▶ Objectif 1
Extrais mot pour mot le passage du texte sur les violences urbaines qui commence à « À l’image du » et se termine à « pourfend par ailleurs. ».

▶ Extrait choisi
--
À l’image du monde social réel où quelques-uns gagnent et où la plupart perdent.
Beaucoup
de ces derniers, précisément, se montrent mauvais perdants. Laurent Mucchielli
tient toutefois en réserve à leur intention d’autres propositions pour les dissuader
de semer la perturbation. La plus cocasse est la solution “ politique ”.
Le qualificatif “ politicien ” eût été, comme on va le voir, plus indiqué.
L’une des raisons des “ violences urbaines ” serait le “ déficit
d’offre politique ”. Une formulation aux connotations mercantiles,
en vogue parmi les marchands de sondages que Mucchielli pourfend par ailleurs.
Par chance, le remède réside dans le mal : le comblement dudit déficit pourrait
constituer “ une des voies principales de leur possible prévention ”.
--
▶ Données fournies
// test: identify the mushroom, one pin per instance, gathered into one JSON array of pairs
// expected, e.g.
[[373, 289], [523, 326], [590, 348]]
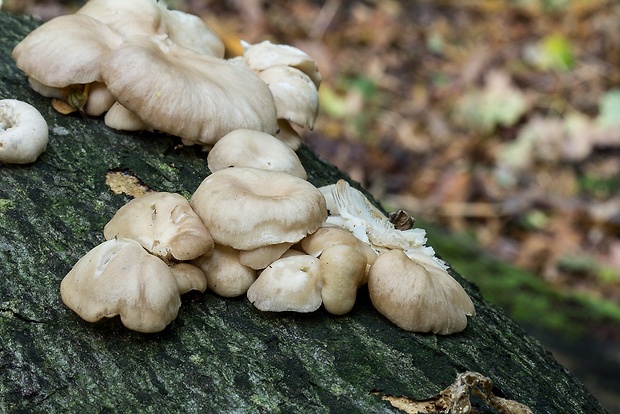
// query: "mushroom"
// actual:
[[164, 224], [342, 271], [293, 79], [261, 257], [247, 208], [121, 118], [188, 277], [118, 277], [289, 284], [246, 148], [196, 97], [418, 297], [357, 214], [226, 276], [66, 50], [266, 55], [23, 132]]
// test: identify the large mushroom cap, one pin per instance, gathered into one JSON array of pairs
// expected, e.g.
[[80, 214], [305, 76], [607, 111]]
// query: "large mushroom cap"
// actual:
[[288, 284], [118, 277], [245, 148], [164, 224], [247, 208], [196, 97], [66, 50], [417, 299]]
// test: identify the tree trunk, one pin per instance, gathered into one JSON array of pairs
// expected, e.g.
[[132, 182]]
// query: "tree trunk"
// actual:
[[219, 355]]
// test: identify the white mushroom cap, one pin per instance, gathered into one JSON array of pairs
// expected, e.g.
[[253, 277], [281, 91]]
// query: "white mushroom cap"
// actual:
[[164, 224], [288, 284], [342, 271], [196, 97], [246, 208], [266, 55], [226, 276], [99, 99], [418, 297], [295, 96], [128, 18], [118, 277], [246, 148], [23, 132], [66, 50], [193, 33]]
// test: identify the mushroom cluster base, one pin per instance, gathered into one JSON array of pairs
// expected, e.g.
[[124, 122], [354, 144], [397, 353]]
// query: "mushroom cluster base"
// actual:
[[219, 355]]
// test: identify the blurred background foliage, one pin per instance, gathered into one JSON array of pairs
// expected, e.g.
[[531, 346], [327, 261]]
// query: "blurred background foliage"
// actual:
[[495, 122]]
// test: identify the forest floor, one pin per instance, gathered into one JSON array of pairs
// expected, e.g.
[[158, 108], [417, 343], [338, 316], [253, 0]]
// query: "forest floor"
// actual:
[[497, 120]]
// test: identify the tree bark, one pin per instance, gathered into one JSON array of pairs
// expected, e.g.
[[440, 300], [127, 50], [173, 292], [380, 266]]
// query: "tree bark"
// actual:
[[219, 355]]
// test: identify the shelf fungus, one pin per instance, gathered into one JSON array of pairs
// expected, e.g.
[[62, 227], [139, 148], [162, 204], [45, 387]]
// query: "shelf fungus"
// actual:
[[118, 277], [150, 68]]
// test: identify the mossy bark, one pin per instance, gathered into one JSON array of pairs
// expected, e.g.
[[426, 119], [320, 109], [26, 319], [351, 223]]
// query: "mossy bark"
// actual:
[[219, 355]]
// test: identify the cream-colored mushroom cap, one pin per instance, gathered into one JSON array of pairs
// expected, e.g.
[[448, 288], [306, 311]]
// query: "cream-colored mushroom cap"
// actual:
[[188, 277], [118, 277], [288, 284], [196, 97], [266, 55], [226, 276], [121, 118], [23, 132], [296, 97], [247, 208], [66, 50], [342, 271], [246, 148], [164, 224], [418, 298]]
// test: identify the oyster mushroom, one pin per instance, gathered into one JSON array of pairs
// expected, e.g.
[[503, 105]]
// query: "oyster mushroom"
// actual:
[[23, 132], [418, 296], [288, 284], [118, 277], [247, 208], [246, 148], [179, 91], [164, 224]]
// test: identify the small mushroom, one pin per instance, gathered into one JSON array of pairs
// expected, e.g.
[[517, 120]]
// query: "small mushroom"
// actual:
[[176, 90], [342, 272], [23, 132], [418, 297], [247, 208], [226, 276], [118, 277], [188, 277], [245, 148], [289, 284], [164, 224]]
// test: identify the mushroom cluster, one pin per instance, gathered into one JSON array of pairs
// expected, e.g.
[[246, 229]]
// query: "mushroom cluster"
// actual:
[[256, 227], [149, 68]]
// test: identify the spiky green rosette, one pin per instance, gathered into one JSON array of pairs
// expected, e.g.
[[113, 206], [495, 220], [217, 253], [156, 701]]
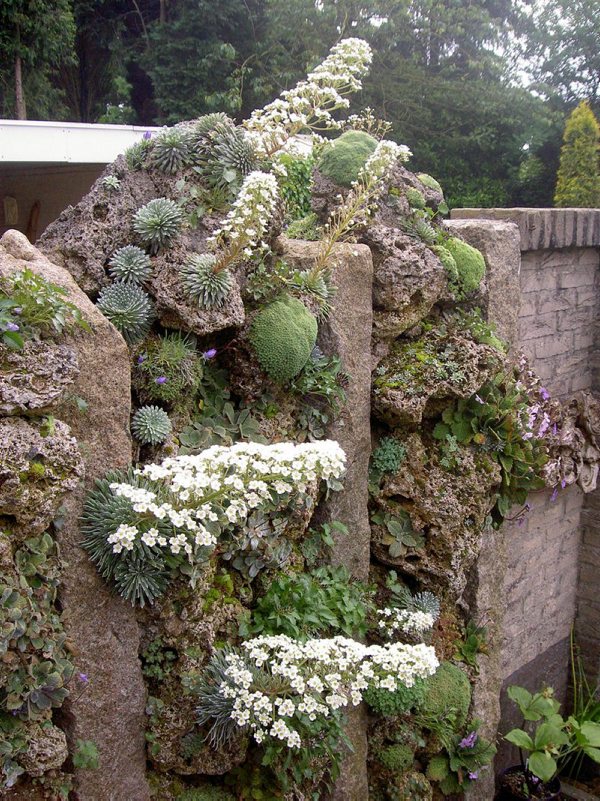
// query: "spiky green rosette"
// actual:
[[151, 425], [158, 223], [130, 264], [128, 308], [171, 151], [140, 575], [201, 284]]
--
▶ Objectif 2
Réécris les lignes de données qui vont de la ligne contenant « identify the spiky » jusqu'à la dernière ligne de données, les deux bouts compris, en remplaçant « spiky green rosette » par « green rosette » sans rien changer d'autre. Ne donne que ces lignes et laisse les images de côté.

▶ Bonne réponse 1
À l’image du monde social réel où quelques-uns gagnent et où la plupart perdent.
Beaucoup
de ces derniers, précisément, se montrent mauvais perdants. Laurent Mucchielli
tient toutefois en réserve à leur intention d’autres propositions pour les dissuader
de semer la perturbation. La plus cocasse est la solution “ politique ”.
Le qualificatif “ politicien ” eût été, comme on va le voir, plus indiqué.
L’une des raisons des “ violences urbaines ” serait le “ déficit
d’offre politique ”. Une formulation aux connotations mercantiles,
en vogue parmi les marchands de sondages que Mucchielli pourfend par ailleurs.

▶ Bonne réponse 2
// test: identify the green rosette, one pin per instance, gathered into one JSON array of pairs
// expected, e.g.
[[113, 206], [495, 220], [217, 253], [156, 701]]
// query: "green rosette"
// actual:
[[151, 425], [158, 223], [130, 264], [128, 308], [171, 151], [140, 575], [201, 284]]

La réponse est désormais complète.